▶ A data block
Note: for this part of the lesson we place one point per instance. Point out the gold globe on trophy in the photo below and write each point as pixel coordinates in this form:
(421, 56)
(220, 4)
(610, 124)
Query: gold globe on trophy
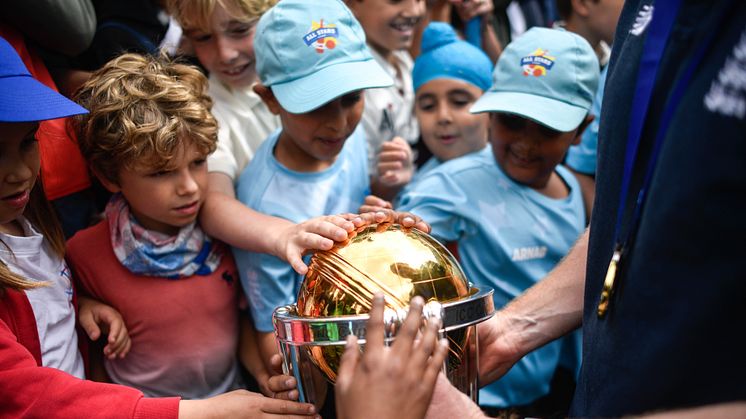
(336, 295)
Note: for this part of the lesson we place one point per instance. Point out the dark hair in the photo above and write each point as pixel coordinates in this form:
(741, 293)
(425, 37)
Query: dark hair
(564, 8)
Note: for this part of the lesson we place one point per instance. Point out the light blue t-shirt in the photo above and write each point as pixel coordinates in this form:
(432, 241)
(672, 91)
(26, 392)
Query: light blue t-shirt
(270, 188)
(509, 237)
(582, 157)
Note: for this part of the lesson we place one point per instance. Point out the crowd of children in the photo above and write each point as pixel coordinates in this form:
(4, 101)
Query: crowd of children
(219, 176)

▶ Your objective
Reproduce every line of the rows above, requests included, offsetting each coordinate in the answers by -143 and keeping the numbers in the requests and their format samples unchanged. Leave the pictures out of your answer.

▶ In response
Note: for this part of the lesson we place one point per instance. Point out the gold globe on trophy in the photo below and write each point as pixel coordinates in this form:
(421, 56)
(220, 4)
(610, 124)
Query: gold globe on trophy
(193, 152)
Note: for this part of the lesson we place one point per instance. Point out the dark hair in the photo above and write each point as pixel coordinates in this form:
(741, 293)
(425, 37)
Query: dark hair
(421, -135)
Note: for this part of the lesson we place one point per instance. Point out the light blue t-shirt in the photo above and write each point as pixel coordinates in this form:
(432, 241)
(672, 91)
(26, 392)
Query: light blue t-shirt
(127, 45)
(366, 94)
(439, 14)
Note: for this part of the lesson we place one point per instance. Point out the crowd of children in the photo above and write each point as pixel coordinates in this form:
(4, 101)
Query: crowd of children
(76, 33)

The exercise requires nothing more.